-- Data extracts follows --
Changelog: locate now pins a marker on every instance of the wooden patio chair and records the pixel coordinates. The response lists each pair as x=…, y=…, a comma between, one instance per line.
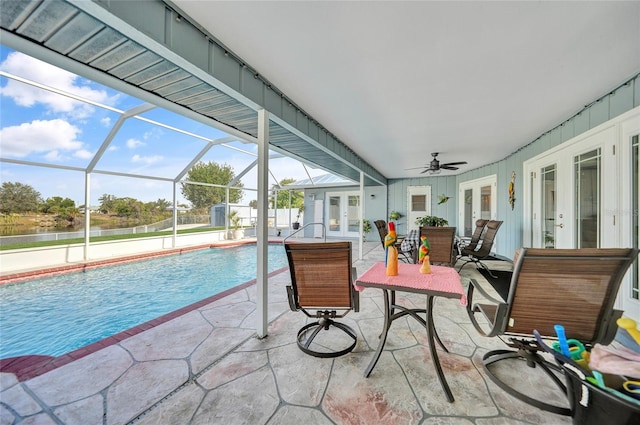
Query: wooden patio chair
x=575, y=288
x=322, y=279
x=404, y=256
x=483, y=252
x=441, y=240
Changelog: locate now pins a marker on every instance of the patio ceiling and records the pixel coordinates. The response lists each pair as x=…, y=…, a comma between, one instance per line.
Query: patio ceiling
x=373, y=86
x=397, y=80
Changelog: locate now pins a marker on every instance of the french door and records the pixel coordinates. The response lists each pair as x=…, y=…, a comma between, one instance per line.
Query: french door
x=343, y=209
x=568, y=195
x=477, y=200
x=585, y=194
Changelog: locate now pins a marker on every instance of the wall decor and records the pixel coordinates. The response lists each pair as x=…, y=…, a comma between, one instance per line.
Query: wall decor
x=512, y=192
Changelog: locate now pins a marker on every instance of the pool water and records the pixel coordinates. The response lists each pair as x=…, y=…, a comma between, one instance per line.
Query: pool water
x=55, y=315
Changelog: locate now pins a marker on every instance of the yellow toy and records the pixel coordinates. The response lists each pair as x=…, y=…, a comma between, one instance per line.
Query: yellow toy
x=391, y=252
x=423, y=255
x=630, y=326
-- Data extracts concluded --
-- Data extracts follows --
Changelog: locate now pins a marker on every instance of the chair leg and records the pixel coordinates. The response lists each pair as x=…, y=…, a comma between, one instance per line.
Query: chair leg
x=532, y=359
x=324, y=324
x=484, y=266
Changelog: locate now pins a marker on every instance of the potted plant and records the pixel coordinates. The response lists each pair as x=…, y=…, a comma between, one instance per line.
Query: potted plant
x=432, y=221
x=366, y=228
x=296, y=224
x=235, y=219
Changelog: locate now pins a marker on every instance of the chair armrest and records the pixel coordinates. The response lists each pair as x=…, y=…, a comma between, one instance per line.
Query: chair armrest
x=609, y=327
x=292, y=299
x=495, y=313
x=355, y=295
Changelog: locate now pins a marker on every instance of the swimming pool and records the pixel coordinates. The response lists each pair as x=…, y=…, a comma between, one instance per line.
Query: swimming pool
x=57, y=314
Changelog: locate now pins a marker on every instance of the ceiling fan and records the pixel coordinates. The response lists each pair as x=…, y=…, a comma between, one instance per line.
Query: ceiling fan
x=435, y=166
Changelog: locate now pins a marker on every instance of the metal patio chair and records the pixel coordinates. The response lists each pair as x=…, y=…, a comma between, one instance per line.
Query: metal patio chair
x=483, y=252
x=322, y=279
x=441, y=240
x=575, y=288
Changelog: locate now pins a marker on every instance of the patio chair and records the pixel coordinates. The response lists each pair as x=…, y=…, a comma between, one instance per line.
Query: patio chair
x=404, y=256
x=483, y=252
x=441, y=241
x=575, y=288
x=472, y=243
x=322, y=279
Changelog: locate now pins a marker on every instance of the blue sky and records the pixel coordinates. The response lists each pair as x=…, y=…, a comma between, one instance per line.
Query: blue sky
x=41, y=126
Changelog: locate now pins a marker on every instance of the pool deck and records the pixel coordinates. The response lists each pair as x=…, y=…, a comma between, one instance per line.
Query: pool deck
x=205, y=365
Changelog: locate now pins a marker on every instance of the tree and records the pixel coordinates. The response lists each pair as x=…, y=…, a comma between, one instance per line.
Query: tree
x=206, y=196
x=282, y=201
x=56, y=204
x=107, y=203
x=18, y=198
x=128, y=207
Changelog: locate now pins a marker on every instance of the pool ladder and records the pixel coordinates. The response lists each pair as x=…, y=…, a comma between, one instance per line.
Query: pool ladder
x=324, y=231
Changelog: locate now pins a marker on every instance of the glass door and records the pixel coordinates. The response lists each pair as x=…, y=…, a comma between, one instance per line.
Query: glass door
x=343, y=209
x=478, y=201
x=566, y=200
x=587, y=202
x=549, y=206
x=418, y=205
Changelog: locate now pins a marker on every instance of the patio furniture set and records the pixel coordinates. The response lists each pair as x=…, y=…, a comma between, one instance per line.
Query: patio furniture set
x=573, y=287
-- Data extracts concluded --
◆ Your goal
An exact copy of the lines above, from the one containing "Query: metal patio chair" down to the one containing "the patio chair" and including both, is the whole answer; retype it and nothing else.

◆ Answer to the problem
Query: metal patio chair
x=483, y=252
x=322, y=279
x=441, y=240
x=575, y=288
Changelog: locate now pins a marker on every instance of the patio chair and records the pixel coordinates. The response lists each pair as x=…, y=…, a comma between, one instance per line.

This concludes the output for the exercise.